(QUOTED TEXT)
+-------+

With admirers ranging from Mick Jagger to Beyoncé to Mariah Carey, the “Queen of Rock ‘n’ Roll” was one of the world’s most popular entertainers, known for a core of pop, rock and rhythm and blues favorites: “Proud Mary,” “Nutbush City Limits,” “River Deep, Mountain High,” and the hits she had in the ’80s, among them “What’s Love Got to Do with It,” “We Don’t Need Another Hero” and a cover of Al Green’s “Let’s Stay Together.”

Her trademarks included a growling contralto that might smolder or explode, her bold smile and strong cheekbones, her palette of wigs and the muscular, quick-stepping legs she did not shy from showing off. She sold more than 150 million records worldwide, won 12 Grammys, was voted along with Ike into the Rock and Roll Hall of Fame in 1991 (and on her own in 2021 ) and was honored at the Kennedy Center in 2005, with Beyoncé and Oprah Winfrey among those praising her. Her life became the basis for a film, a Broadway musical and an HBO documentary in 2021 that she called her public farewell.

+-------+

[Outline records for images]
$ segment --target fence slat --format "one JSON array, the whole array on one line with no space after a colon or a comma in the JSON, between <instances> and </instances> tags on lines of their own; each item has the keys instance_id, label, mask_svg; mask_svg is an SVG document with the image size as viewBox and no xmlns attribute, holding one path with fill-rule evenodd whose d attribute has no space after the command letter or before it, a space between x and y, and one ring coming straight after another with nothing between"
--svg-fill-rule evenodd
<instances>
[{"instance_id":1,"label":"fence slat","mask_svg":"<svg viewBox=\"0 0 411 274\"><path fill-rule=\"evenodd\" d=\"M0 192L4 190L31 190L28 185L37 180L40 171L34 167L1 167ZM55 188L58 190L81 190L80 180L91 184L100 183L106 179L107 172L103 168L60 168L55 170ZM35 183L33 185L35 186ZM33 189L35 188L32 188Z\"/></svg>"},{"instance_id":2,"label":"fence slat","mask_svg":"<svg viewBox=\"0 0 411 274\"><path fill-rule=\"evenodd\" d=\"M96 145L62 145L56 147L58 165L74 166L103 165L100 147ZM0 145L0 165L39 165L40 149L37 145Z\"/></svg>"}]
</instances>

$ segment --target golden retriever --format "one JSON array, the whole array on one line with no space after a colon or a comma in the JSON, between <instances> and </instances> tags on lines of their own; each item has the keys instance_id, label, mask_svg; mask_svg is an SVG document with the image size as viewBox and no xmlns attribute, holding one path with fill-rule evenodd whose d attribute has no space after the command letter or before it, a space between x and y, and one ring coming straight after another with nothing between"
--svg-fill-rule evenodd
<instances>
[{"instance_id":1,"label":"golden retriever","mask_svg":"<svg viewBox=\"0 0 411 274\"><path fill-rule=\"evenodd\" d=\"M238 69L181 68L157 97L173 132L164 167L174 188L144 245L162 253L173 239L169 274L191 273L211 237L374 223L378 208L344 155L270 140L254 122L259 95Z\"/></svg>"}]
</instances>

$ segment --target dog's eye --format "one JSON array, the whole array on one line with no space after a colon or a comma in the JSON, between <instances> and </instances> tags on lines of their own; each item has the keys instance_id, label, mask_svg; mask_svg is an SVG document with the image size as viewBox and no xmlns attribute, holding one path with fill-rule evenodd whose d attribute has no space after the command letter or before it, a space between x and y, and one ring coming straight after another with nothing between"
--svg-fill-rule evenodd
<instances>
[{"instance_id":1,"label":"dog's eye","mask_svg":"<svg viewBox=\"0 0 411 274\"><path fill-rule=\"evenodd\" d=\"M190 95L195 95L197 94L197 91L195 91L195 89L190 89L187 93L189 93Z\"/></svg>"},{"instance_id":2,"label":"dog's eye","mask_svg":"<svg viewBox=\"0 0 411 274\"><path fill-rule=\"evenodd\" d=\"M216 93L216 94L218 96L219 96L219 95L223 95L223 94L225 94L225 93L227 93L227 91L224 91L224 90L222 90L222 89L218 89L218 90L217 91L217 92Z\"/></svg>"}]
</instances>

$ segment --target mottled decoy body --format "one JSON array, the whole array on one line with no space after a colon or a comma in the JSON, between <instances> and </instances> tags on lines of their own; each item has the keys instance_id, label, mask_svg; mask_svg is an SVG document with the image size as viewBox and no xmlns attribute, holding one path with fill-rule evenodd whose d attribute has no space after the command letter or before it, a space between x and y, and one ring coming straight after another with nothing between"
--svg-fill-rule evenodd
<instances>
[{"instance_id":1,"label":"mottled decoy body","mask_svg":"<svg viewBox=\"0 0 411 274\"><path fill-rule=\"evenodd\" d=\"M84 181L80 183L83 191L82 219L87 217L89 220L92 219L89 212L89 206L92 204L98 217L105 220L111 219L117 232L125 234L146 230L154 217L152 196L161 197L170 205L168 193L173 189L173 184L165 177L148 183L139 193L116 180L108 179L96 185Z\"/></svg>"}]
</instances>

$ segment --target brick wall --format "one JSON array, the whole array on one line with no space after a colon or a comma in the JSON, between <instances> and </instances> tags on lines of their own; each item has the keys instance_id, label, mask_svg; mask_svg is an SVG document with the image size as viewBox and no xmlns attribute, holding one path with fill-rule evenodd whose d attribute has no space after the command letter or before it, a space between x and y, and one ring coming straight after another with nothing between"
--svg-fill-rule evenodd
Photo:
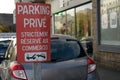
<instances>
[{"instance_id":1,"label":"brick wall","mask_svg":"<svg viewBox=\"0 0 120 80\"><path fill-rule=\"evenodd\" d=\"M96 62L102 66L109 67L115 70L120 71L120 53L110 53L110 52L100 52L97 49L97 0L92 0L93 3L93 27L92 27L92 36L94 38L94 59Z\"/></svg>"}]
</instances>

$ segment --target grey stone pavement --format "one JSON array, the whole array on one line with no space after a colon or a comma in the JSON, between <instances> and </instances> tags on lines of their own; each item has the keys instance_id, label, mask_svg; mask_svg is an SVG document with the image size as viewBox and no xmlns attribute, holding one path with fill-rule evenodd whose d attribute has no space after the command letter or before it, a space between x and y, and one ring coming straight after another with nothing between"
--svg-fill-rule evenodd
<instances>
[{"instance_id":1,"label":"grey stone pavement","mask_svg":"<svg viewBox=\"0 0 120 80\"><path fill-rule=\"evenodd\" d=\"M120 71L97 65L100 80L120 80Z\"/></svg>"}]
</instances>

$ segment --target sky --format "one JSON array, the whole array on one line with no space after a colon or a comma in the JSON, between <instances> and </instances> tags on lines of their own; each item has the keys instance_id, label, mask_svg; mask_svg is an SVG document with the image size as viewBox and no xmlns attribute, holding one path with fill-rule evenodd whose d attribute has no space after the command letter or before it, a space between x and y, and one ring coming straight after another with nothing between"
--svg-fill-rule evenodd
<instances>
[{"instance_id":1,"label":"sky","mask_svg":"<svg viewBox=\"0 0 120 80\"><path fill-rule=\"evenodd\" d=\"M0 13L13 14L15 0L0 0Z\"/></svg>"}]
</instances>

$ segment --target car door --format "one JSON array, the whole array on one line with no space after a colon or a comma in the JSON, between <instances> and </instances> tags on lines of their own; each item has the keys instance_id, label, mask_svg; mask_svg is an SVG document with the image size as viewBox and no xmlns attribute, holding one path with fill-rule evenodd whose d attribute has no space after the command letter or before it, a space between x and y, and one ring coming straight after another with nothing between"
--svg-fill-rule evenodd
<instances>
[{"instance_id":1,"label":"car door","mask_svg":"<svg viewBox=\"0 0 120 80\"><path fill-rule=\"evenodd\" d=\"M43 63L42 80L86 80L86 57L62 62Z\"/></svg>"},{"instance_id":2,"label":"car door","mask_svg":"<svg viewBox=\"0 0 120 80\"><path fill-rule=\"evenodd\" d=\"M87 57L74 39L51 42L51 62L42 63L42 80L86 80Z\"/></svg>"}]
</instances>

+-------+

(SET OF TASKS)
- a) In the passage on the Queen of Rock 'n' Roll, write out the part starting at "Her trademarks included" and ending at "her public farewell.", substituting "Grammy Awards" for "Grammys".
- b) According to the passage on the Queen of Rock 'n' Roll, in what year was she honored at the Kennedy Center?
Rely only on the passage to do this.

(ANSWERS TO EACH TASK)
- a)
Her trademarks included a growling contralto that might smolder or explode, her bold smile and strong cheekbones, her palette of wigs and the muscular, quick-stepping legs she did not shy from showing off. She sold more than 150 million records worldwide, won 12 Grammy Awards, was voted along with Ike into the Rock and Roll Hall of Fame in 1991 (and on her own in 2021 ) and was honored at the Kennedy Center in 2005, with Beyoncé and Oprah Winfrey among those praising her. Her life became the basis for a film, a Broadway musical and an HBO documentary in 2021 that she called her public farewell.

- b) 2005